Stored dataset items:

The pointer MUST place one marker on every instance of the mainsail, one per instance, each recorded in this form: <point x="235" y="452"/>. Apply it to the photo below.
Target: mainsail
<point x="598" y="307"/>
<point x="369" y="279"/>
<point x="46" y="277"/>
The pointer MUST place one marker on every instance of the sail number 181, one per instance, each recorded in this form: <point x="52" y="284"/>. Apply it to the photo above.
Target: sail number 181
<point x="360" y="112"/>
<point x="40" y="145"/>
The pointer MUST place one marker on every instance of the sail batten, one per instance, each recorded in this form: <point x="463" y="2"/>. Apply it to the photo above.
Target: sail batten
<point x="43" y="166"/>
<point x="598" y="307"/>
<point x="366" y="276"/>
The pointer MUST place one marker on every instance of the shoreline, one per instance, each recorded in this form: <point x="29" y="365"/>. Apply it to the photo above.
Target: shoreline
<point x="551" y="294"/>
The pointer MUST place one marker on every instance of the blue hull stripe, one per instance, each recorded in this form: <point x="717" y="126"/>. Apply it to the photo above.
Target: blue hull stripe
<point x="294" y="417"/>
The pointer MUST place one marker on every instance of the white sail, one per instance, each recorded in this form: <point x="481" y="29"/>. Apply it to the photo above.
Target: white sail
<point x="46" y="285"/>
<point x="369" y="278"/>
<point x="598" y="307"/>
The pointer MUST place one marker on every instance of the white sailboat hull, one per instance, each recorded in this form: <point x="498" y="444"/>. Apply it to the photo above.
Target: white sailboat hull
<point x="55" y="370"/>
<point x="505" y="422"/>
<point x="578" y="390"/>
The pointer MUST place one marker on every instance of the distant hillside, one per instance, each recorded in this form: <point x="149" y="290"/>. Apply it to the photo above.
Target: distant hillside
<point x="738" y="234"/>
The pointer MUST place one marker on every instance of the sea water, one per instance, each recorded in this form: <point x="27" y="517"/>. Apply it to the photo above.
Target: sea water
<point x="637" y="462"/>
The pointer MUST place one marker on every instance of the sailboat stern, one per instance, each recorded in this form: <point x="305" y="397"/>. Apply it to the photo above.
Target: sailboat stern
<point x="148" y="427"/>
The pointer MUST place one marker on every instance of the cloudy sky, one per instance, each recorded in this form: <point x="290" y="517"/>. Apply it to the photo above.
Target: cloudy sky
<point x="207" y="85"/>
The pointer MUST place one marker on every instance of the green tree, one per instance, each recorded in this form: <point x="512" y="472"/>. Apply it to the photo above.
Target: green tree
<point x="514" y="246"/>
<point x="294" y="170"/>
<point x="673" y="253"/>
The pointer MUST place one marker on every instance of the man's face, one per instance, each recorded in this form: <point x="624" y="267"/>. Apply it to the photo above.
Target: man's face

PROBLEM TO SOLVE: Return each line of the data that contains the string "face".

RESPONSE TO THIS TASK:
The pointer MUST place one marker on every instance of the man's face, one per instance, each recorded in this form: <point x="624" y="267"/>. Apply it to the photo above.
Target: man's face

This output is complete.